EXERCISE DETAILS: Copy out the material below line for line, with no changes.
◆ ◆ ◆ ◆
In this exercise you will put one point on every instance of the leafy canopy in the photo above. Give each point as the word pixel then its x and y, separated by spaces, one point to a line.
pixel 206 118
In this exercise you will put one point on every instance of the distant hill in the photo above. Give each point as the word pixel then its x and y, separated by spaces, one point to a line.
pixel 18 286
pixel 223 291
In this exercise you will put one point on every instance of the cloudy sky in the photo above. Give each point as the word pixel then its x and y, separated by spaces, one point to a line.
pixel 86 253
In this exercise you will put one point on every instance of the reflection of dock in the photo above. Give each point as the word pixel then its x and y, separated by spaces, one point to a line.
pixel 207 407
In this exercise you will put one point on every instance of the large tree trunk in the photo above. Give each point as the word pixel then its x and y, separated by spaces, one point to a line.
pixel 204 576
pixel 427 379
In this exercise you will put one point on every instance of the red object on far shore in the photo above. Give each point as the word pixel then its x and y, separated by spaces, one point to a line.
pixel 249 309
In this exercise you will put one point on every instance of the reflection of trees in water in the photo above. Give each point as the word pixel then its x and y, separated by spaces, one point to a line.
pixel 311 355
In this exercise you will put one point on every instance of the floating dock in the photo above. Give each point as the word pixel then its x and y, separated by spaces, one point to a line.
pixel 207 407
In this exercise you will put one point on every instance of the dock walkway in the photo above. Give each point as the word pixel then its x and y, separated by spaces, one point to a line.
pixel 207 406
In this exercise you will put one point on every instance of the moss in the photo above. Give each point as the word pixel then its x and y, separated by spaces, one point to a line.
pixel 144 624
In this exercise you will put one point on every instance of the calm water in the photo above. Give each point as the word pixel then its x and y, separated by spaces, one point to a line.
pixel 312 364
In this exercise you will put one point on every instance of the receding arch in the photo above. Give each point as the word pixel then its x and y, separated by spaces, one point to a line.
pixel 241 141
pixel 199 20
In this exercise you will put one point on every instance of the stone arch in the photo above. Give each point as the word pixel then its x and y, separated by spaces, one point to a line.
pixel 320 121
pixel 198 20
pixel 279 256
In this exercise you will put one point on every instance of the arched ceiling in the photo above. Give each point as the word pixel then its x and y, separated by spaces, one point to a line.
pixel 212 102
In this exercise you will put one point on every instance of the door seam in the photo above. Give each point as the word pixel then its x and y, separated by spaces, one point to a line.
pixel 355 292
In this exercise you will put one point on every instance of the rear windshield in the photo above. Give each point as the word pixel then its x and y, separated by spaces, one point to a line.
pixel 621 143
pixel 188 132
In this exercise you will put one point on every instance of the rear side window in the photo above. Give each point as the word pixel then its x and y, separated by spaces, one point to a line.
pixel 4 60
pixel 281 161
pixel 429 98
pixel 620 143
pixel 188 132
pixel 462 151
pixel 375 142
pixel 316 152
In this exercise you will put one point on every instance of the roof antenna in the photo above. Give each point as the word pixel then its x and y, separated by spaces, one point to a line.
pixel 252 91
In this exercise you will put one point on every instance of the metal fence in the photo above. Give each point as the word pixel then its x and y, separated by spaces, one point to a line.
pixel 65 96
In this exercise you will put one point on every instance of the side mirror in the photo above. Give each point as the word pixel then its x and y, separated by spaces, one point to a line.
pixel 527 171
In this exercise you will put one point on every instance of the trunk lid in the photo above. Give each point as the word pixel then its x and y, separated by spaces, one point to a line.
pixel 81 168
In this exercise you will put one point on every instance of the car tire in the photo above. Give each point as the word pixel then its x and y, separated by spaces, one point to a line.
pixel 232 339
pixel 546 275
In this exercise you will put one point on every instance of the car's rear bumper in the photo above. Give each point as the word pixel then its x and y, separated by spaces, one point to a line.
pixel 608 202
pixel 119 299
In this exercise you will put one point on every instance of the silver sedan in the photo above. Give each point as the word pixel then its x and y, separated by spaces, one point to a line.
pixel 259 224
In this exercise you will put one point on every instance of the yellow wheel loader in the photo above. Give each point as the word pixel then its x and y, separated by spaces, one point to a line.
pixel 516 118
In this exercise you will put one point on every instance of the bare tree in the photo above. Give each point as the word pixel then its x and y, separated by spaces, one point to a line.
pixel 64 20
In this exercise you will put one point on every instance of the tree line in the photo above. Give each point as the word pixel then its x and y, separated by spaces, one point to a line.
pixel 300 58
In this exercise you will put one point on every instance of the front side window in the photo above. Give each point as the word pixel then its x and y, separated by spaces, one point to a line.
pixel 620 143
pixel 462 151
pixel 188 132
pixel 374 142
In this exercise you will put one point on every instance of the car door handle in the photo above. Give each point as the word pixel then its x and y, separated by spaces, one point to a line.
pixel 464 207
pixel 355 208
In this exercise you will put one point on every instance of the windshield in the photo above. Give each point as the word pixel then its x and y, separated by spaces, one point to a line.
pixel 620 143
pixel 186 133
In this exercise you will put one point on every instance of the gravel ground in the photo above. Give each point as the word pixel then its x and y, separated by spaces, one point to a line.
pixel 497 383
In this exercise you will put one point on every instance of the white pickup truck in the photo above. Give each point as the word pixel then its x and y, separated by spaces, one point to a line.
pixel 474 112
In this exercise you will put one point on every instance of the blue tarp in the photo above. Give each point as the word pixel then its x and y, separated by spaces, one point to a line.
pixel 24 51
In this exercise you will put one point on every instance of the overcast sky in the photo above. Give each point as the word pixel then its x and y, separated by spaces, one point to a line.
◆ ◆ ◆ ◆
PROBLEM SOLUTION:
In this exercise you will put one point on every instance of the leafy canopy in the photo above. Give each point as the word pixel then its x and y, separated by spaces, one point to a line.
pixel 206 118
In this exercise you will put one point on every instance of the distant hill in the photo above. Give each point as the word pixel then its x and y, separated by spaces, one point to a line.
pixel 18 286
pixel 223 291
In this exercise you will put one point on every instance of the cloudy sky in the photo above. Give each point as the word pixel then its x and y, separated by spaces, one point to a line.
pixel 86 253
In this exercise you will put one point on every instance of the reflection of dock in the photo above. Give each point as the word pixel then its x and y, separated by spaces, one point to a line.
pixel 207 407
In this exercise you will put one point on every instance of the large tree trunk in the photo above. Give each point as the word pixel then its x and y, separated by spaces, one point to a line.
pixel 204 576
pixel 427 379
In this exercise you will put one point on every instance of the red object on far shore in the photo above. Give each point as the word pixel then its x and y, separated by spaces, one point to a line.
pixel 249 309
In this exercise you will put one point on every instance of the reflection of trees in water in the photo above. Give each point as the word pixel then its x and y, separated by spaces, one point to a line.
pixel 311 355
In this exercise you will put one point on every instance of the floating dock in the photo above. Give each point as the word pixel then its x and y, separated by spaces, one point to a line.
pixel 207 407
In this exercise you will put one point on every instance of the dock walkway in the photo above. Give each point as the word pixel then its x and y, separated by spaces, one point to a line.
pixel 207 406
In this exercise you will put one point on every instance of the moss in the photo above. Give each point as the word pixel then its x and y, separated by spaces, one point to a line.
pixel 144 624
In this exercise you will put one point on every instance of the calm water in the photo above. Give each point as the word pixel then its x and y, separated by spaces, one point to a line.
pixel 312 364
In this exercise you will put one point on every instance of the receding arch in the photo above. Give each point as the word pixel then its x and y, separated by spaces, one point to a line.
pixel 241 141
pixel 199 20
In this exercise you will put one point on every instance of the stone arch in the photo above. Give each point as the word pixel then its x and y, separated by spaces, one point to a line.
pixel 320 121
pixel 198 20
pixel 279 256
In this exercise you will put one point on every instance of the arched ceiling in the photo above. Give each point as the word pixel then its x and y, separated by spaces, one point to a line.
pixel 212 102
In this exercise you will put one point on every instance of the door seam in the photo above. Give each point as the word pixel then its x and y, separated by spaces, one point to a line.
pixel 355 292
In this exercise you will put one point on every instance of the rear windshield in the photo above. Give each point as the word pixel then its x and y, separated by spaces, one point to a line.
pixel 621 143
pixel 188 132
In this exercise you will put one point on every instance of the rear side window in the photo above. Give each point as the word pixel then its x and y, separated by spaces, one point to a line.
pixel 4 60
pixel 281 161
pixel 429 98
pixel 620 143
pixel 188 132
pixel 462 151
pixel 375 142
pixel 316 152
In this exercise you will put one point on every instance of the roof antenna in the photo above. Give each point as the word pixel then its x and y, separated by spaces, one point to a line.
pixel 252 91
In this exercise you will put one point on every instance of the metal fence in the photo above. Give each point as the word pixel then its x and y, separated by spaces, one point to a line.
pixel 65 96
In this exercise you will put one point on every instance of the side mirror in the photo above. Give each point as the word pixel then its x and y, separated by spaces, one point to a line.
pixel 527 171
In this exercise you will put one point on every instance of the trunk lid in the photo above. Give each point as the word pixel then its x and y, separated by spaces, one point to a line.
pixel 81 168
In this exercise you will put one point on every instance of the car tire in the photo above. Give each point as the word pixel then its x and y, separated by spaces, one point to a line.
pixel 232 339
pixel 546 275
In this exercise you will put one point on every instance of the car's rear bumper in the photo above. Give each point as the word pixel then its x and y, separated by spaces, one point to a line.
pixel 608 202
pixel 119 299
In this exercise you will put one point on every instance of the silver sedan in the photo above. Give each point as the word pixel then its x and y, separated by spaces, one point to a line.
pixel 259 224
In this exercise you will put one point on every instance of the yellow wheel loader in the photo above. Give each point as the word pixel then its x and y, separated by spaces, one point to a line.
pixel 516 118
In this exercise you will put one point on every instance of the bare tree in the photo above. Give each point as the word pixel then its x and y, separated by spaces, one point to a line.
pixel 64 20
In this exercise you will put one point on every instance of the tree line in the photo above. Give each point as the word pixel then its x and y, separated by spaces, one point to a line.
pixel 300 58
In this exercise you will put one point on every instance of the front side window in the photo above. Give each point as the word pixel then its x and y, separated by spaces, one point to a line.
pixel 620 143
pixel 462 151
pixel 188 132
pixel 374 142
In this exercise you will put one point on every instance of the car door handle in the photo above. Give each point as the word pixel then its x and y, separated by spaces, one point to a line.
pixel 464 207
pixel 355 208
In this exercise you will put one point on every instance of the windshield in the photo above. Give each point as the word pixel then its x and y, separated by spaces, one point to a line.
pixel 620 143
pixel 186 133
In this exercise you will put one point on every instance of the gravel ground in the photo above. Give each point as the word pixel then its x and y, separated by spaces, one point to a line.
pixel 497 383
In this exercise you will put one point on every instance of the white pickup truck in the photo above. Give each point as the word pixel then its x and y, separated by spaces, one point to a line.
pixel 474 112
In this exercise you will put one point on every instance of the blue tarp in the photo above. Give each point as the word pixel then its x and y, separated by spaces, one point to a line.
pixel 24 51
In this exercise you will put one point on every instance of the overcast sky in the photo above. Give each point as the word pixel then its x and y, separated by spaces, one point to a line.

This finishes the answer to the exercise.